* Esercizi da svolgere:
1. Nel testo della pagina, trasforma in un elenco puntato il paragrafo che inizia con «La cessazione dello status di rifugiato», conservandone i fatti principali.
2. Fornisci il seguito del testo della pagina, cominciando dopo l'ultima frase riportata.
##### Testo della pagina
L'accertamento di una clausola di esclusione in capo al richiedente, che avviene ex ante la valutazione della richiesta di protezione internazionale, è demandata all'autorità amministrativa competente per l'esame della domanda e, ove comporti altresì l'esclusione dall'ammissione al godimento della protezione internazionale, può comunque portare al riconoscimento della "protezione speciale" in ragione del principio di non refoulement di cui al d.lgs. n. 286 del 1998, cit. art. 19, co. 1 e 1.1. v. infra VII.4.
La cessazione dello status di rifugiato può avvenire per volontà del rifugiato o per decisione dello Stato ospite (d.lgs. n. 251 del 2007, cit., art. 9).
Nel primo caso, è l’interessato che ritiene di non aver più bisogno della protezione dello Stato ospite perché reputa di poterne ottenere una di pari grado da parte del suo Paese di cittadinanza o di dimora abituale ovvero perché muta il suo status a seguito dell'acquisto la cittadinanza italiana o quella di una altro Paese (v. UD XIV).
Giova evidenziare che il ritorno nel Paese di origine, se non giustificato da gravi e comprovati motivi, comporta la cessazione dello status di rifugiato.
##########
##### Sezione dati
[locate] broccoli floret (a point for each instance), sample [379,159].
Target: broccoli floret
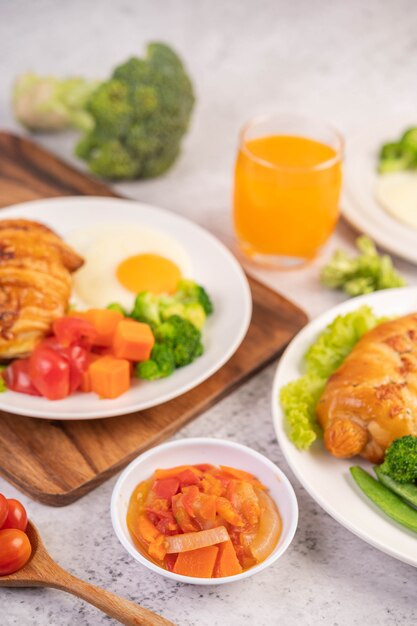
##########
* Risposte agli esercizi:
1.
- Lo status di rifugiato può cessare in due modi:
  - per volontà del rifugiato;
  - per decisione dello Stato ospite.
- Riferimento normativo: d.lgs. n. 251 del 2007, art. 9.

2.
In tal caso, seppur non vi sia una vera e propria istanza
di rinuncia da parte del rifugiato, la stessa è implicita nel
mutamento delle sue condizioni personali. La
decisione è, invece, presa d’ufficio dalle autorità dello Stato
che offre protezione nel caso in cui sia intervenuto nel Paese di
cittadinanza o di dimora abituale del rifugiato un radicale e stabile
cambiamento delle condizioni interne che avevano in passato
giustificato il riconoscimento della protezione in esame (CGUE,
02 marzo 2010, C-175/08, C176/08, C-178/08 e C-179/08, Salahadin
e altri/Bundesrepublik Deutschland,
§ 86)
Differenti sono, invero, i presupposti che possono condurre le autorità dello Stato ospite a decidere di revocare lo status di rifugiato già concesso, in ragione della presenza di determinate circostanze, previste con elencazione tassativa (d.lgs. n. 251 del 2007, cit., art. 12):
- qualora si versi in una delle ipotesi che giustificano il diniego dello status di rifugiato (d.lgs. n. 251 del 2007, cit., art. 12 ) ovvero, al momento del riconoscimento sussistevano cause di esclusione non conosciute. Non rileva se la causa di diniego fosse già sussistente all'epoca della valutazione della domanda di protezione e ignorata dalle autorità competenti o che sia sorta in seguito;
- qualora il riconoscimento dello status di rifugiato abbia trovato fondamento in via esclusiva sulla base di fatti rappresentati in modo erroneo o travisati ovvero sull'utilizzo di documentazione falsa.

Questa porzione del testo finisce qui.